→ TASK DIRECTIONS:
Repeat the entries that follow, exactly as they are written.

-- EXTRACTED DATA follows --

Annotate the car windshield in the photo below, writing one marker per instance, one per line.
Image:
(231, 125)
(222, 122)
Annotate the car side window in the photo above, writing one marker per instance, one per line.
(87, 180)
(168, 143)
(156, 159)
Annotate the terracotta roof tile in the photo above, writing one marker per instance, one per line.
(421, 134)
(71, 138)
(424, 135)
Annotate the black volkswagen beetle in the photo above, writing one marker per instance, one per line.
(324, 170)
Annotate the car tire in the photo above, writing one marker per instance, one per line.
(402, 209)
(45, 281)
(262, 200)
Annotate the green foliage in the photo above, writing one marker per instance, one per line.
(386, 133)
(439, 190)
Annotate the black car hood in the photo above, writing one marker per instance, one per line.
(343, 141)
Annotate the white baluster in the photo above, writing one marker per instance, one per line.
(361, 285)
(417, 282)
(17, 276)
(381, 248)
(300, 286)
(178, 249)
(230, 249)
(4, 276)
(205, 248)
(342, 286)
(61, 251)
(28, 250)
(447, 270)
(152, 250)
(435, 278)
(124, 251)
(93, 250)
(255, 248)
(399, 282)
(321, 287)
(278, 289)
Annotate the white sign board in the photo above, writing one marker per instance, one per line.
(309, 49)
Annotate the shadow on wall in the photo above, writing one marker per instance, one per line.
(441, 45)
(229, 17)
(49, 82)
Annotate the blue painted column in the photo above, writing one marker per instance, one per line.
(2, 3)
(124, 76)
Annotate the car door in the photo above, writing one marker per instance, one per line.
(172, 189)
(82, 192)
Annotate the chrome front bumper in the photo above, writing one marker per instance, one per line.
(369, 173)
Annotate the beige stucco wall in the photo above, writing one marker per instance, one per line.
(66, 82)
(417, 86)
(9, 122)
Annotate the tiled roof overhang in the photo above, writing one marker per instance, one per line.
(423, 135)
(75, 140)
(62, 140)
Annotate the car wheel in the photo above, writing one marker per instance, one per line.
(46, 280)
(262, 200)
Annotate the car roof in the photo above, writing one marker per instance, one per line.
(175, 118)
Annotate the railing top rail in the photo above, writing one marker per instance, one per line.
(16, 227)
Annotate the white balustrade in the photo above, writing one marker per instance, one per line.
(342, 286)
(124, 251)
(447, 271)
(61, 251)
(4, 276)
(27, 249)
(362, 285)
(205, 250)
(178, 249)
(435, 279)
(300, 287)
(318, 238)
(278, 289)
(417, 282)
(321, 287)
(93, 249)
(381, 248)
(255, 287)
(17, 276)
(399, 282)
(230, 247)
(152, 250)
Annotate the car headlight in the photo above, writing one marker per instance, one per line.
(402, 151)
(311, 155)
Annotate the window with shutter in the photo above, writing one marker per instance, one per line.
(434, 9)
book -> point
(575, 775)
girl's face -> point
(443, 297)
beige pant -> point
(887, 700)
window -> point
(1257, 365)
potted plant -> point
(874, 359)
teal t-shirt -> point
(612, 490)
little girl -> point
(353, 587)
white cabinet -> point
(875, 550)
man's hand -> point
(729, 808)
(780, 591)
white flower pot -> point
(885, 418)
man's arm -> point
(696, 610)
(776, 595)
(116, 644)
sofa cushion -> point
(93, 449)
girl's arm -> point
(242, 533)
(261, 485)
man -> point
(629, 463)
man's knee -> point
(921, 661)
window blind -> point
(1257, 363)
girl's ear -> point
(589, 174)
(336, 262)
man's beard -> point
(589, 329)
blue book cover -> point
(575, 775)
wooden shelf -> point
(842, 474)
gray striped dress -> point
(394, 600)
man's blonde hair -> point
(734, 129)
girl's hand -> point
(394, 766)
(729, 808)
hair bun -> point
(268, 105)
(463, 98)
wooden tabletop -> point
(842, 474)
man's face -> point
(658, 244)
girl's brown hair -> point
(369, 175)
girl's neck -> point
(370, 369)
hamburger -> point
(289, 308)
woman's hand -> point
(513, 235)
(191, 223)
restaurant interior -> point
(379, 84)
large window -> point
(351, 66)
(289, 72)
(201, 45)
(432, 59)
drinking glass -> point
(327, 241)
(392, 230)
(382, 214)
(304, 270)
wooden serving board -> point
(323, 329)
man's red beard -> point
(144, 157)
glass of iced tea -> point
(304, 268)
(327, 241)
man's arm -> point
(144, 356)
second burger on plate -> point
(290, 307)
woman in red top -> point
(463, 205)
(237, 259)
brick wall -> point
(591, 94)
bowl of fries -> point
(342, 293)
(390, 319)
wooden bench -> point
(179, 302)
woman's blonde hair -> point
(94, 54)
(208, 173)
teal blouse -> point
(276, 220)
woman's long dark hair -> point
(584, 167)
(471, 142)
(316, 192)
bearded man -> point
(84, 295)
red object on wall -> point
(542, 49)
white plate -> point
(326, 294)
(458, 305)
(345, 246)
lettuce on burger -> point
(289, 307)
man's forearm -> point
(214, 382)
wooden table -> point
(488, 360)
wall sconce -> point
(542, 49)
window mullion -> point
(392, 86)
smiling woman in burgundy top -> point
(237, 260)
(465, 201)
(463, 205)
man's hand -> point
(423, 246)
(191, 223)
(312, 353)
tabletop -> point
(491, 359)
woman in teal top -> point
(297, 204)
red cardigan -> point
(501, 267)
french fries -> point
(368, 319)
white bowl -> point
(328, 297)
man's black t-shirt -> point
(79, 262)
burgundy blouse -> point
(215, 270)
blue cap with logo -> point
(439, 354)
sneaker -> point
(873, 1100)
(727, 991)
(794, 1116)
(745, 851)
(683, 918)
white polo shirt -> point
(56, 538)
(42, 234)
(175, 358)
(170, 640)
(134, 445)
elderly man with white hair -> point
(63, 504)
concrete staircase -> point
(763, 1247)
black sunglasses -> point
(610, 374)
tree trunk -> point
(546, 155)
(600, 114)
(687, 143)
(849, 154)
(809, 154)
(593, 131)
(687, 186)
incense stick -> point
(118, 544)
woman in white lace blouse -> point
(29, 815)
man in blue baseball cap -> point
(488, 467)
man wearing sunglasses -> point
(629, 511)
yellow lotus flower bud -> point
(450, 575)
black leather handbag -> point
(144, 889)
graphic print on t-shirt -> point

-- EXTRACTED DATA concluded --

→ RESPONSE TO THE TASK:
Annotate the car windshield in the photo below, writing one marker per instance, one per line.
Image:
(231, 125)
(222, 122)
Annotate the car side window in the photo above, writing one marker per instance, one per line.
(87, 180)
(168, 143)
(156, 159)
Annotate the terracotta roof tile in the photo above, writing one marker per instance, one per line.
(421, 134)
(71, 138)
(424, 135)
Annotate the black volkswagen beetle in the photo above, writing one marker per instance, one per line.
(324, 170)
Annotate the car tire in the photo above, writing one marker per instance, one per line.
(402, 209)
(45, 281)
(262, 200)
Annotate the green foliage in the photo above, writing one marker per instance, one per line.
(386, 133)
(439, 190)
Annotate the black car hood in the photo above, writing one marker per instance, one per line.
(343, 141)
Annotate the white baluster in the photo above, writing one marker per instance, one per line.
(361, 285)
(417, 282)
(17, 276)
(381, 248)
(300, 286)
(178, 249)
(230, 249)
(4, 276)
(205, 248)
(342, 286)
(61, 251)
(28, 250)
(447, 270)
(152, 250)
(435, 278)
(124, 251)
(93, 250)
(255, 248)
(399, 282)
(321, 287)
(278, 289)
Annotate the white sign board in the photo above, writing one marker per instance, one per line.
(309, 49)
Annotate the shadow on wall in the photo above, writing one marker per instance, one per line.
(441, 45)
(229, 17)
(49, 82)
Annotate the blue painted column in the photo above, writing one marker per instance, one per line.
(2, 3)
(124, 76)
Annotate the car door in the photo above, writing one marker per instance, one per line.
(172, 189)
(82, 192)
Annotate the chrome front bumper in the photo above, writing one marker per instance, one per line.
(369, 173)
Annotate the beige stucco wall in the photo above, writing one marker per instance, one per line.
(66, 82)
(417, 86)
(9, 122)
Annotate the tiled roof overhang in the photo above, writing one marker per instance, one per line.
(423, 135)
(75, 140)
(62, 140)
Annotate the car wheel in the photo above, writing one marker per instance, one per line.
(46, 280)
(262, 200)
Annotate the car roof in the photo above, writing one marker per instance, one per line.
(175, 118)
Annotate the railing top rail in the photo above, writing one marker per instance, one per line.
(16, 227)
Annotate the white balustrade in the photo above, writing one marker per instance, one per line.
(342, 286)
(124, 251)
(447, 271)
(61, 251)
(4, 276)
(27, 249)
(362, 285)
(205, 250)
(178, 249)
(435, 279)
(300, 287)
(318, 238)
(278, 289)
(417, 282)
(321, 287)
(93, 249)
(381, 248)
(255, 287)
(17, 276)
(399, 282)
(230, 247)
(152, 250)
Annotate the car headlight in the photo above, writing one marker per instance, one per line.
(402, 151)
(311, 155)
Annotate the window with shutter in the photo above, writing one marker per instance, one per line.
(434, 9)
book -> point
(575, 775)
girl's face -> point
(443, 297)
beige pant -> point
(887, 700)
window -> point
(1257, 365)
potted plant -> point
(874, 359)
teal t-shirt -> point
(612, 490)
little girl -> point
(353, 587)
white cabinet -> point
(875, 550)
man's hand -> point
(729, 808)
(780, 591)
white flower pot -> point
(885, 418)
man's arm -> point
(696, 610)
(776, 595)
(116, 644)
sofa cushion -> point
(93, 449)
girl's arm -> point
(242, 533)
(261, 485)
man -> point
(629, 463)
man's knee -> point
(921, 661)
window blind -> point
(1257, 363)
girl's ear -> point
(589, 174)
(336, 262)
man's beard -> point
(589, 329)
blue book cover -> point
(575, 775)
wooden shelf -> point
(842, 474)
gray striped dress -> point
(394, 600)
man's blonde hair -> point
(734, 129)
girl's hand -> point
(394, 766)
(729, 808)
hair bun -> point
(268, 105)
(463, 98)
wooden tabletop -> point
(842, 474)
man's face -> point
(658, 244)
girl's brown hair -> point
(369, 175)
girl's neck -> point
(370, 369)
hamburger -> point
(289, 308)
woman's hand -> point
(513, 235)
(191, 223)
restaurant interior -> point
(379, 84)
large window -> point
(351, 66)
(289, 72)
(201, 45)
(432, 59)
drinking glass -> point
(327, 241)
(392, 230)
(382, 214)
(304, 270)
wooden serving board -> point
(323, 329)
man's red beard -> point
(144, 157)
glass of iced tea -> point
(304, 268)
(327, 241)
man's arm -> point
(144, 356)
second burger on plate -> point
(290, 307)
woman in red top -> point
(463, 205)
(237, 259)
brick wall -> point
(591, 94)
bowl of fries -> point
(342, 293)
(390, 319)
wooden bench -> point
(179, 302)
woman's blonde hair -> point
(94, 54)
(208, 173)
teal blouse -> point
(276, 220)
woman's long dark hair -> point
(584, 167)
(471, 142)
(316, 192)
bearded man -> point
(84, 295)
red object on wall -> point
(542, 49)
white plate -> point
(326, 294)
(458, 305)
(345, 246)
lettuce on burger -> point
(289, 307)
man's forearm -> point
(214, 382)
wooden table -> point
(488, 360)
wall sconce -> point
(542, 49)
window mullion -> point
(392, 86)
smiling woman in burgundy top -> point
(237, 260)
(465, 201)
(463, 205)
man's hand -> point
(423, 246)
(191, 223)
(312, 353)
tabletop -> point
(491, 359)
woman in teal top -> point
(297, 204)
red cardigan -> point
(501, 267)
french fries -> point
(368, 319)
white bowl -> point
(328, 297)
man's black t-shirt -> point
(79, 262)
burgundy blouse -> point
(215, 270)
blue cap with logo -> point
(439, 354)
sneaker -> point
(873, 1100)
(727, 991)
(794, 1116)
(745, 851)
(683, 918)
white polo shirt -> point
(56, 538)
(42, 234)
(175, 358)
(170, 640)
(134, 445)
elderly man with white hair -> point
(63, 504)
concrete staircase -> point
(763, 1247)
black sunglasses -> point
(610, 374)
tree trunk -> point
(546, 155)
(600, 114)
(687, 143)
(849, 154)
(809, 154)
(593, 131)
(687, 186)
incense stick -> point
(118, 544)
woman in white lace blouse -> point
(29, 815)
man in blue baseball cap -> point
(488, 467)
man wearing sunglasses -> point
(629, 511)
yellow lotus flower bud -> point
(450, 575)
black leather handbag -> point
(144, 889)
graphic print on t-shirt -> point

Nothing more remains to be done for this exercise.